### Assigned task:
Output the data as it stands. Each line must match exactly.

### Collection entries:
----------------

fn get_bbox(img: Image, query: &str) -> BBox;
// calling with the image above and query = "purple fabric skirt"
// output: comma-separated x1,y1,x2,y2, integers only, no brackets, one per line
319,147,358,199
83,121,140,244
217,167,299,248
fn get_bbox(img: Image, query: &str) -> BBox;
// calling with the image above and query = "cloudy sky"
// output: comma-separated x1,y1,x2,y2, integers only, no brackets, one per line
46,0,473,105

----------------

### Expected answer:
fn get_bbox(img: Image, query: &str) -> BBox;
// calling with the image above and query = "purple fabric skirt"
// output: comma-separated x1,y1,x2,y2, integers only, no brackets, one per line
319,147,358,199
83,121,140,244
217,167,299,248
fn get_bbox(img: Image, query: &str) -> BBox;
// calling with the image above and query = "cloudy sky"
// output: comma-separated x1,y1,x2,y2, integers only, no brackets, one per line
46,0,473,105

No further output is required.